_PROMPT_
Write out again every line of the material from the line containing "Where can you find the flower stalk?" through the line containing "<point>105,133</point>", shifting each coordinate in the answers by adding 67 to it. Keep all other numbers as they are.

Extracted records
···

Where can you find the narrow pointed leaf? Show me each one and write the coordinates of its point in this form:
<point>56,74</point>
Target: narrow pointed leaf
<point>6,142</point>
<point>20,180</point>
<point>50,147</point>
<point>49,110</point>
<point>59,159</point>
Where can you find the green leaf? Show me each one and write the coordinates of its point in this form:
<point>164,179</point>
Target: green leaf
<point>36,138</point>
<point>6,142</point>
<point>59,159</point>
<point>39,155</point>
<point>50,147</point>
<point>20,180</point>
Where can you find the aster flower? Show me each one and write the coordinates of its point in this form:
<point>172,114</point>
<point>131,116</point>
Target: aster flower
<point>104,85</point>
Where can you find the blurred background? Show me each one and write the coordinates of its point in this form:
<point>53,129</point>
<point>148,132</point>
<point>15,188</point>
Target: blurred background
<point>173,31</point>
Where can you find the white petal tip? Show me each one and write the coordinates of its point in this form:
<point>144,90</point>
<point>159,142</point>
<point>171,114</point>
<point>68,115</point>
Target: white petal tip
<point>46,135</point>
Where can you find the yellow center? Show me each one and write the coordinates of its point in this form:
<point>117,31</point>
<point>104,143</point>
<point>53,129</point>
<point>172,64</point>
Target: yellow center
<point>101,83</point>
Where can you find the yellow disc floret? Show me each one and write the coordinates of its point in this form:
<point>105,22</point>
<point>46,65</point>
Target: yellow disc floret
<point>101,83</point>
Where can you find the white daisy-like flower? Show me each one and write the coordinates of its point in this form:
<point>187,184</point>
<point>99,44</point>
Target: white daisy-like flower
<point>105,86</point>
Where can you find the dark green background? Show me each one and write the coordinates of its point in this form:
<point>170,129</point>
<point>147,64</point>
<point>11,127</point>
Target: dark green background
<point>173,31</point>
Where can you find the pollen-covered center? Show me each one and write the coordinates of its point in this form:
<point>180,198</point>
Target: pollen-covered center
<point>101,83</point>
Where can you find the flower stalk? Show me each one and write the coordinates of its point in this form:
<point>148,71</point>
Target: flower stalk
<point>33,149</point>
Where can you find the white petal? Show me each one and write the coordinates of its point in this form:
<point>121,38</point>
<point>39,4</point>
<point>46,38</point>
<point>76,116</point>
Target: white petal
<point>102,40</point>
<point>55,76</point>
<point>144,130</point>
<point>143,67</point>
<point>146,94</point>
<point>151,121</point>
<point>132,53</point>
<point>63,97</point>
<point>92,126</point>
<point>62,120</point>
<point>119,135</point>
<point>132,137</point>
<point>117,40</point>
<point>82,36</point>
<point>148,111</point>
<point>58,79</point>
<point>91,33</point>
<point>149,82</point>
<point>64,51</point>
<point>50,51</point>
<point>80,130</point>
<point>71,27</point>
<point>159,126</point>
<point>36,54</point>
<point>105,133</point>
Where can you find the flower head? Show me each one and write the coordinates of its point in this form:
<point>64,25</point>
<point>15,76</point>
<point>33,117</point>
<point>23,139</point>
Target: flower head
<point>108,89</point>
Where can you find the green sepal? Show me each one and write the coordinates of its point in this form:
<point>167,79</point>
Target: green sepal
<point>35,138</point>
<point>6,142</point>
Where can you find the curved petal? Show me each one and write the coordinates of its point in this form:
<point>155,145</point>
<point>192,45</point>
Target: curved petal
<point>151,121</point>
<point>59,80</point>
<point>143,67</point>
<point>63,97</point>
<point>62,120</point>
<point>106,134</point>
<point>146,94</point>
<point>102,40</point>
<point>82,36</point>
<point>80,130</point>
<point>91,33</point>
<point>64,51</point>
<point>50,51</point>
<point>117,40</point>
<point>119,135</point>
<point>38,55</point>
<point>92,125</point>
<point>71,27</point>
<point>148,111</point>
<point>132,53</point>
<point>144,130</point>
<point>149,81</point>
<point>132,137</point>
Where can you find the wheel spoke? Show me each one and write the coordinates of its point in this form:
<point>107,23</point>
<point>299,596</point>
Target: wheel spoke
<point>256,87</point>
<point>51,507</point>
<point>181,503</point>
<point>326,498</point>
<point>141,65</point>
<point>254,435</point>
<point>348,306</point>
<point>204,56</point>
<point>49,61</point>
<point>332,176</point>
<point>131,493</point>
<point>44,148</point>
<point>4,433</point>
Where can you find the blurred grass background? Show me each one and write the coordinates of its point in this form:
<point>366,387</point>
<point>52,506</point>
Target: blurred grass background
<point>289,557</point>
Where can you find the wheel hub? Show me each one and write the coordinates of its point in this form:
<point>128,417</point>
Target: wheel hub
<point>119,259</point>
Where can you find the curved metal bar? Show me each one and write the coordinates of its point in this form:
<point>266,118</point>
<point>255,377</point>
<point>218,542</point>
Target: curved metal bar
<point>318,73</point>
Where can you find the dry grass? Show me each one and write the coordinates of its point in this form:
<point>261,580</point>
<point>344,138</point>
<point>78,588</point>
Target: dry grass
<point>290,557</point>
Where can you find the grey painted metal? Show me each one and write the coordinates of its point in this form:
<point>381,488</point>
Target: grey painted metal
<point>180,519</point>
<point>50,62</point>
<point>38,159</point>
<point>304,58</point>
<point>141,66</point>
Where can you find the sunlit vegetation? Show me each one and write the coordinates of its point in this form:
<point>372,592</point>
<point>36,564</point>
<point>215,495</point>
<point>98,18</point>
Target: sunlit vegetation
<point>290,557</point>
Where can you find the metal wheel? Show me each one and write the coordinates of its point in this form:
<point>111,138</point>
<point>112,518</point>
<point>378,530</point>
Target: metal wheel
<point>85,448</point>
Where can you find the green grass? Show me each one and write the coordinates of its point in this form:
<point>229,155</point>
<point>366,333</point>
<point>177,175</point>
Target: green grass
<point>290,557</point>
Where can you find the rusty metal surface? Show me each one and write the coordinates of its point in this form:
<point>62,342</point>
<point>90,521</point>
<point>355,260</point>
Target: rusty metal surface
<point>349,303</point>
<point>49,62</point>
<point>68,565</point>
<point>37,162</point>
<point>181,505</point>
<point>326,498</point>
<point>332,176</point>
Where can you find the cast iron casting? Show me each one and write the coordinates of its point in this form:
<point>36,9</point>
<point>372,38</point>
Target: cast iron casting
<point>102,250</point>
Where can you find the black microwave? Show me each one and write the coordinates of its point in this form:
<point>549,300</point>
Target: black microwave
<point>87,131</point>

···

_TASK OUTPUT_
Where can you find the flower stalk? Show me each one and write the coordinates of its point in this form:
<point>148,71</point>
Target: flower stalk
<point>100,216</point>
Where can you find the white petal? Show me each one and write the coordinates of its point in this form:
<point>121,38</point>
<point>39,4</point>
<point>46,38</point>
<point>76,116</point>
Target: white petal
<point>169,107</point>
<point>122,143</point>
<point>211,197</point>
<point>210,134</point>
<point>213,161</point>
<point>218,188</point>
<point>199,120</point>
<point>130,164</point>
<point>159,193</point>
<point>129,187</point>
<point>186,202</point>
<point>199,204</point>
<point>184,107</point>
<point>149,103</point>
<point>215,178</point>
<point>125,146</point>
<point>158,100</point>
<point>216,149</point>
<point>131,118</point>
<point>117,118</point>
<point>147,197</point>
<point>138,94</point>
<point>226,193</point>
<point>103,121</point>
<point>172,200</point>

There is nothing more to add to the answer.